# Task:
Copy the records word for word, starting at the line that contains "Return the outline of every instance of the ceiling" and ending at the last line of the records.

# Material provided:
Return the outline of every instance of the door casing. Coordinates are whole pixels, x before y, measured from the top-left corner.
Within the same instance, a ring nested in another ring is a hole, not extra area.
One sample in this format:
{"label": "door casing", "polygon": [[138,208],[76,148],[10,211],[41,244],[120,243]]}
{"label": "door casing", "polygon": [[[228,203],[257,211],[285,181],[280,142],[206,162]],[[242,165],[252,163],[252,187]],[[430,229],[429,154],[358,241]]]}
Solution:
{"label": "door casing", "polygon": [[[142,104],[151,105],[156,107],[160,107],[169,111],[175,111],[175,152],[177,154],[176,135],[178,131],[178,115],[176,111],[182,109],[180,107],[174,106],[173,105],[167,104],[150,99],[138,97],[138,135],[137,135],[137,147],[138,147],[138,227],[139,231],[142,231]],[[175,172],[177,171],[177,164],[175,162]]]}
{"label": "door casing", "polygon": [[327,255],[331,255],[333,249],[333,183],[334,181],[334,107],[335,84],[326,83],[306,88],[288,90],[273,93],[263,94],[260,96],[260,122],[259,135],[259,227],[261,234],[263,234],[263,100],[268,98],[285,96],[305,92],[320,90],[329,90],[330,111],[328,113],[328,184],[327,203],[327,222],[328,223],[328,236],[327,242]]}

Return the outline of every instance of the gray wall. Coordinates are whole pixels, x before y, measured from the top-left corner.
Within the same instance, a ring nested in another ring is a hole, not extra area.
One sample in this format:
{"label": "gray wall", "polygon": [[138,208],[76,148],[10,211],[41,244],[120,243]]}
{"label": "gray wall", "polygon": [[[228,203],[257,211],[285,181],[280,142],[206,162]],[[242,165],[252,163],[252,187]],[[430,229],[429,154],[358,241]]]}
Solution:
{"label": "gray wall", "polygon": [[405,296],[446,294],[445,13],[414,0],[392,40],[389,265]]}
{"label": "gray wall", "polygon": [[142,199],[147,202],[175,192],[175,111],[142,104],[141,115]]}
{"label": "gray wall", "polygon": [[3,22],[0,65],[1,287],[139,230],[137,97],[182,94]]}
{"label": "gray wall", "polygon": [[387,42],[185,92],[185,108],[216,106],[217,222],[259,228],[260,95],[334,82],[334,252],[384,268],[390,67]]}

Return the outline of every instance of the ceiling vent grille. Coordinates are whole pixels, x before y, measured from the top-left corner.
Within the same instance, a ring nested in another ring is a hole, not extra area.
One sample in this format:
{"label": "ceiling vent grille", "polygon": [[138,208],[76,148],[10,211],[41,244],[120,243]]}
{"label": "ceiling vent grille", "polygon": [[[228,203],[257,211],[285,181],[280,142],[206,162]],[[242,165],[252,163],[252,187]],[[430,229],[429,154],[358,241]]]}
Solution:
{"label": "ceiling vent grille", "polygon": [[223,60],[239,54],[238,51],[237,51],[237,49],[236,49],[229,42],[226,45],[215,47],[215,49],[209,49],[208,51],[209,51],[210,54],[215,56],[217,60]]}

# Worked answer:
Return the outline of every instance of the ceiling vent grille. Coordinates are whole pixels, x before y, measured from the top-left corner.
Within the same instance, a ring nested in another ring is a hole, not extra area.
One sample in this format:
{"label": "ceiling vent grille", "polygon": [[138,208],[76,148],[10,211],[41,244],[120,243]]}
{"label": "ceiling vent grille", "polygon": [[[228,203],[257,211],[285,181],[280,142],[206,162]],[[242,165],[252,163],[252,187]],[[430,229],[429,154],[358,241]]]}
Solution:
{"label": "ceiling vent grille", "polygon": [[223,60],[239,54],[238,51],[237,51],[237,49],[236,49],[229,42],[226,45],[215,47],[215,49],[209,49],[208,51],[209,51],[210,54],[215,56],[217,60]]}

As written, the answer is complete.